WHAT TO PRODUCE: Only the pictures should be left out; write out all other data exactly.

((

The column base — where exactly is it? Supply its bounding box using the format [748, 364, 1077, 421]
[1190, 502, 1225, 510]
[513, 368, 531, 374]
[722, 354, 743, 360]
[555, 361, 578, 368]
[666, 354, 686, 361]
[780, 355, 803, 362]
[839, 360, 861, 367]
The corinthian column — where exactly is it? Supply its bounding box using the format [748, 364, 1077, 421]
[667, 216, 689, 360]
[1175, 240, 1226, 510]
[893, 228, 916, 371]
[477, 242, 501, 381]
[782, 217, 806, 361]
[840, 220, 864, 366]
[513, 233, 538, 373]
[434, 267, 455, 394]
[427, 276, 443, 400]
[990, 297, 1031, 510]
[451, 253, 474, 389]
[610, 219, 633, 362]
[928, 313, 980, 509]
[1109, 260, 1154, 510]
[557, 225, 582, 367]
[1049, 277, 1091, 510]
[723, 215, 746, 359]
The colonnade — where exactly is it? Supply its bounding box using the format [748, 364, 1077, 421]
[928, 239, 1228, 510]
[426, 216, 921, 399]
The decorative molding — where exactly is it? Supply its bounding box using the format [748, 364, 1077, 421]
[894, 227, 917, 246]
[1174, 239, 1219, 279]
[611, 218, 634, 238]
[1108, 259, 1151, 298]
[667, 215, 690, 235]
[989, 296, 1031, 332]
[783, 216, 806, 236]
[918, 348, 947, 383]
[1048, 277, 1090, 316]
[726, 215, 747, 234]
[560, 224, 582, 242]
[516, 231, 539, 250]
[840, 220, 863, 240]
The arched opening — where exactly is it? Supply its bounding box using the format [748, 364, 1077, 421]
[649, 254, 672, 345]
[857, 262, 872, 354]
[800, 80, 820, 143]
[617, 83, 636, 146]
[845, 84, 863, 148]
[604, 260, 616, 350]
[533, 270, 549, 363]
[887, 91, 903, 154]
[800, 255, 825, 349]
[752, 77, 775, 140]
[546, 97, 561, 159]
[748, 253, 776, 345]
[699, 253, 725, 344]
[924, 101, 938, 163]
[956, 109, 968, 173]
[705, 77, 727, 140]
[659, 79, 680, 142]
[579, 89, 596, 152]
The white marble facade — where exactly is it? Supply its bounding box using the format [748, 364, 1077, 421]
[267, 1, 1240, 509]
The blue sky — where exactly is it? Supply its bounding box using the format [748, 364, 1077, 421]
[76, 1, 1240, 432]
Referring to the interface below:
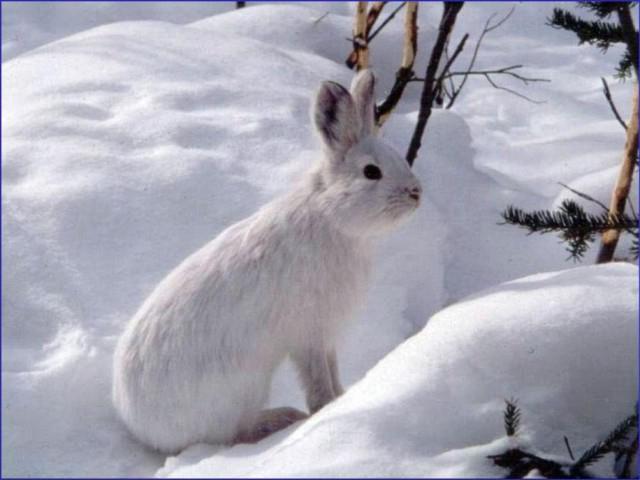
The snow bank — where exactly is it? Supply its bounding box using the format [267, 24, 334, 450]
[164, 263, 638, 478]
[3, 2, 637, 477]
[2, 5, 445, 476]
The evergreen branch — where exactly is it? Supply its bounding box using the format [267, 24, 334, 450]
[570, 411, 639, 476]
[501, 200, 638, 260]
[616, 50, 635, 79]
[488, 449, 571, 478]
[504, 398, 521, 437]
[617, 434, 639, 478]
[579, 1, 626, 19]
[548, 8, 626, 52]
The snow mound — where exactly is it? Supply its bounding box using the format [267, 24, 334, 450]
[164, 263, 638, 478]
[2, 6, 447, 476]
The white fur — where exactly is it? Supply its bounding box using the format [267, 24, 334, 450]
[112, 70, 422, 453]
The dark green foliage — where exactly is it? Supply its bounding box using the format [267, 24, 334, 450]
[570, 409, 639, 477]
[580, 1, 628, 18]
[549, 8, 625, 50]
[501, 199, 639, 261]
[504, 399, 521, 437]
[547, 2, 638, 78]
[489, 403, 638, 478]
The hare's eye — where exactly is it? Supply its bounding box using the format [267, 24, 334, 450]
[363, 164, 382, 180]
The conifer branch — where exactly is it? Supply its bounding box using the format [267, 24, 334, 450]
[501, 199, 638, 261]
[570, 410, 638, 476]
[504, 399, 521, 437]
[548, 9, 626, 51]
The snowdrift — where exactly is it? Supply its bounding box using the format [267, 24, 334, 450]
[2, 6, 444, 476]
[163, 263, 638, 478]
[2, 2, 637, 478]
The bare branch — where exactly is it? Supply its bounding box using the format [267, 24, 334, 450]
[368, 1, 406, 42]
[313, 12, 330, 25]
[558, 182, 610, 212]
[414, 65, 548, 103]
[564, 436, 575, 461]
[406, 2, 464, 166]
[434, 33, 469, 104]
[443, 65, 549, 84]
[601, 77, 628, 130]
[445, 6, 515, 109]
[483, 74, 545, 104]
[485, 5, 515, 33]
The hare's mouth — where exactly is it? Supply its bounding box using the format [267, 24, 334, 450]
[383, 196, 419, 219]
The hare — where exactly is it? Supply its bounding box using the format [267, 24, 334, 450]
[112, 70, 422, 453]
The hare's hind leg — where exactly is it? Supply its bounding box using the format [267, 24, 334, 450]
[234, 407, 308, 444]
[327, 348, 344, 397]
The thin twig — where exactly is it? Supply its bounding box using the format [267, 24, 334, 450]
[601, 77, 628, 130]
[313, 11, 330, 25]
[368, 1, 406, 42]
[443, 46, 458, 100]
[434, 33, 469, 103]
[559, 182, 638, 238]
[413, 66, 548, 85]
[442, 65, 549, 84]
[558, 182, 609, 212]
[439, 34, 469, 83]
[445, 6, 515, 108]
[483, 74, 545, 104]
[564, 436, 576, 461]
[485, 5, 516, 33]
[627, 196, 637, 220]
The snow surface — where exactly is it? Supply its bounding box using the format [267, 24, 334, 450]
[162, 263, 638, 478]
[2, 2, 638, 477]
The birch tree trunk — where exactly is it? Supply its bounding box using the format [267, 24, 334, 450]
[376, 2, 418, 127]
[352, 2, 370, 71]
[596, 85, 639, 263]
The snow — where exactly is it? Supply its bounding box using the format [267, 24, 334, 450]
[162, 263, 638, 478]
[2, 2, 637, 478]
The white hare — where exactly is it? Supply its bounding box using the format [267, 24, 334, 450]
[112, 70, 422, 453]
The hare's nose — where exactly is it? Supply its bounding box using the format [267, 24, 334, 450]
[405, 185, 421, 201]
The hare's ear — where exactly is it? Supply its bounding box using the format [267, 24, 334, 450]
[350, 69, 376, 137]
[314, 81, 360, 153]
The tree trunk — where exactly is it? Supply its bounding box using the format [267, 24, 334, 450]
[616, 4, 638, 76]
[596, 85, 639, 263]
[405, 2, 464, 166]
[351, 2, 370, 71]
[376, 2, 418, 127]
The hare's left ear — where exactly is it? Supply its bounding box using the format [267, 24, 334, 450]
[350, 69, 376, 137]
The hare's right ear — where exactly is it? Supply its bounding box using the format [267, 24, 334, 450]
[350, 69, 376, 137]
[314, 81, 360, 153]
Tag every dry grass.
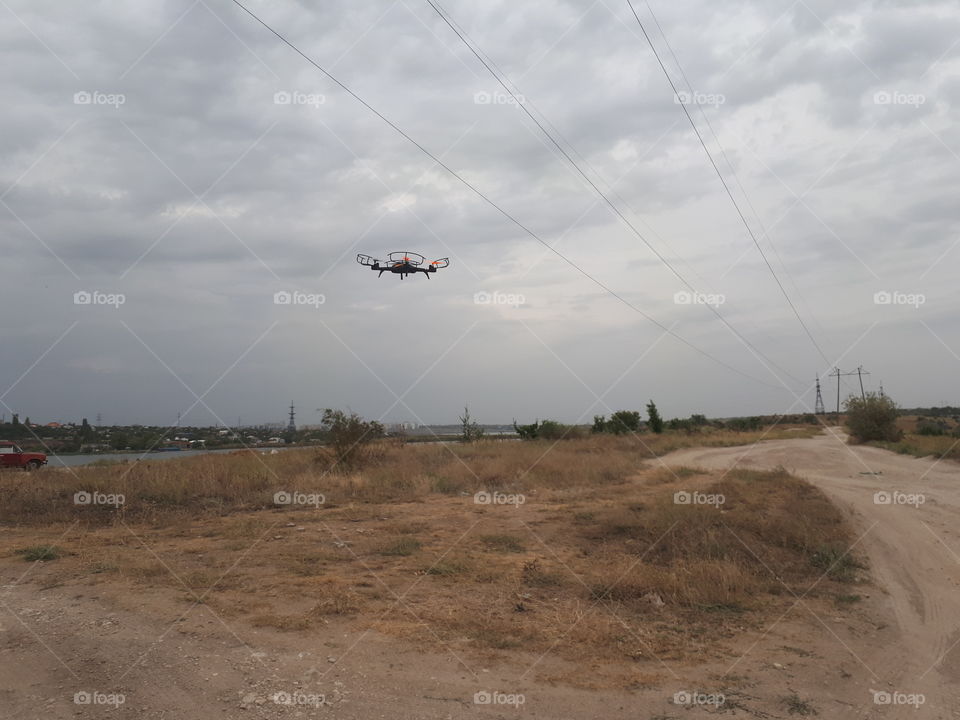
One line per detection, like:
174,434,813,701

))

EXERCISE RESPONSE:
The column base — where exactly is it? Supply its bounding box using the format [748, 364, 1077, 421]
[1190, 502, 1225, 510]
[513, 368, 531, 374]
[722, 354, 743, 360]
[555, 361, 578, 368]
[666, 354, 686, 361]
[780, 355, 803, 362]
[839, 360, 861, 367]
The corinthian column — where exactly is it? Supply its bounding box using the format [748, 364, 1077, 421]
[667, 216, 689, 360]
[1175, 240, 1226, 510]
[893, 228, 916, 371]
[477, 242, 501, 381]
[782, 217, 806, 361]
[840, 220, 864, 366]
[513, 233, 538, 373]
[434, 267, 455, 394]
[427, 276, 443, 400]
[990, 297, 1031, 510]
[451, 253, 474, 389]
[610, 219, 633, 362]
[928, 313, 980, 509]
[1109, 260, 1154, 510]
[557, 225, 582, 367]
[1049, 277, 1091, 510]
[723, 215, 746, 359]
The colonnade — where exactly is it? Supply its bounding box using the format [748, 364, 1077, 421]
[928, 239, 1228, 510]
[426, 216, 921, 399]
The decorative molding — where exactly is it? Supply its bounding box using the format [748, 364, 1077, 421]
[894, 227, 917, 246]
[1174, 239, 1219, 279]
[611, 218, 634, 238]
[1108, 259, 1151, 298]
[667, 215, 690, 235]
[989, 296, 1031, 332]
[783, 216, 806, 236]
[918, 348, 947, 383]
[1048, 277, 1090, 316]
[726, 215, 747, 234]
[560, 224, 582, 242]
[516, 231, 539, 250]
[840, 220, 863, 240]
The arched opening — where exactly is it? Supply its bounding box using the format [748, 364, 1077, 421]
[649, 254, 672, 345]
[857, 262, 872, 354]
[800, 80, 820, 143]
[617, 83, 636, 146]
[845, 84, 863, 148]
[604, 260, 616, 350]
[533, 270, 549, 363]
[887, 91, 903, 154]
[800, 255, 825, 349]
[752, 77, 775, 140]
[546, 97, 561, 159]
[748, 253, 776, 345]
[699, 253, 725, 344]
[924, 101, 938, 163]
[956, 109, 968, 173]
[705, 77, 727, 140]
[659, 79, 680, 142]
[579, 89, 596, 152]
The white marble facade — where exactly is it? Supply its bounding box using the format [748, 364, 1077, 421]
[267, 1, 1240, 509]
The blue sky — where exactly is it? Supply its bounding box using the format [748, 364, 1077, 421]
[76, 1, 1240, 432]
Referring to the interface below:
The snow bank — where exactly is it? Supply its bounding box using the format [267, 24, 334, 450]
[164, 263, 638, 478]
[3, 2, 637, 477]
[2, 5, 445, 476]
The evergreen branch — where exactly is it? Supply its bounding box using the format [267, 24, 334, 450]
[570, 411, 639, 476]
[501, 200, 638, 260]
[616, 50, 635, 79]
[488, 449, 571, 478]
[504, 398, 521, 437]
[617, 434, 639, 478]
[579, 1, 626, 19]
[548, 8, 626, 52]
The snow mound — where exactly is it? Supply its bounding box using the format [267, 24, 334, 450]
[164, 263, 638, 478]
[2, 6, 447, 476]
The white fur — where exactly is it? Supply its bounding box using the format [267, 24, 334, 450]
[112, 70, 422, 453]
The dark green foliage — where exactly is it? Supply its bounding box using the format [267, 24, 334, 450]
[570, 409, 639, 477]
[580, 1, 628, 18]
[549, 8, 625, 50]
[501, 199, 639, 261]
[504, 399, 521, 437]
[547, 2, 638, 78]
[489, 403, 638, 478]
The hare's eye — where exactly is it? Supply its bounding box using the format [267, 24, 334, 450]
[363, 164, 382, 180]
The conifer branch — where exactly is it? Supply its bounding box using the format [267, 24, 334, 450]
[501, 199, 638, 261]
[570, 410, 638, 476]
[504, 399, 521, 437]
[548, 9, 626, 51]
The snowdrift — where exactly is it? Supply its bounding box using the format [267, 24, 334, 450]
[2, 6, 444, 476]
[163, 263, 638, 478]
[2, 2, 637, 478]
The bare branch — where exactly is it? Supply its bounding box using the format [267, 24, 334, 450]
[368, 1, 406, 42]
[313, 12, 330, 25]
[558, 182, 610, 212]
[414, 65, 548, 103]
[564, 436, 575, 461]
[406, 2, 464, 166]
[434, 33, 469, 104]
[443, 65, 549, 84]
[601, 77, 628, 130]
[445, 6, 515, 109]
[483, 74, 545, 104]
[485, 5, 515, 33]
The hare's mouth — where exactly is it? Supply its bounding box using the format [267, 24, 334, 450]
[383, 196, 419, 219]
The hare — where exactly is it? Supply its bounding box using the format [267, 24, 334, 450]
[112, 70, 422, 453]
The hare's hind leg — where exactly is it? Supply its bounding box using the format [267, 24, 334, 450]
[234, 407, 308, 444]
[327, 348, 344, 397]
The thin twig — where exactly is it? Supply its bounding box using the format [267, 24, 334, 450]
[601, 77, 628, 130]
[313, 11, 330, 25]
[368, 1, 406, 42]
[443, 46, 458, 100]
[434, 33, 469, 103]
[559, 182, 638, 238]
[413, 66, 548, 85]
[442, 65, 549, 84]
[558, 182, 609, 212]
[439, 34, 469, 83]
[445, 6, 515, 108]
[483, 74, 545, 104]
[564, 436, 576, 461]
[485, 5, 516, 33]
[627, 196, 637, 220]
The snow surface — where exactly is it? Supply its bounding box using the format [267, 24, 334, 450]
[162, 263, 638, 478]
[2, 2, 638, 477]
The birch tree trunk — where exactly is it? Supply its bounding box using the format [267, 24, 334, 450]
[376, 2, 418, 127]
[352, 2, 370, 71]
[596, 85, 639, 263]
The snow — where exactly is it? Supply its bounding box using the format [267, 24, 334, 450]
[162, 263, 638, 478]
[2, 2, 637, 478]
The white hare — where exactly is it? Supply its bounding box using the format [267, 24, 334, 450]
[112, 70, 422, 453]
The hare's nose — where exactly is it? Supply its bounding box using the format [267, 24, 334, 450]
[405, 185, 421, 201]
The hare's ear — where exactly is it? Supply its bounding box using the format [267, 24, 334, 450]
[350, 69, 376, 137]
[314, 81, 360, 153]
The tree trunk — where exactly is it? Supply its bounding box using the format [267, 24, 334, 450]
[616, 4, 638, 76]
[596, 85, 639, 263]
[405, 2, 464, 166]
[351, 2, 370, 71]
[376, 2, 418, 127]
The hare's left ear — where exactly is it? Supply its bounding box using the format [267, 24, 334, 450]
[350, 69, 376, 137]
The hare's right ear — where exactly is it? Supply its bounding box using the format [267, 24, 334, 450]
[350, 69, 376, 137]
[314, 81, 360, 153]
Tag every dry grass.
One line per detection, like:
174,434,813,701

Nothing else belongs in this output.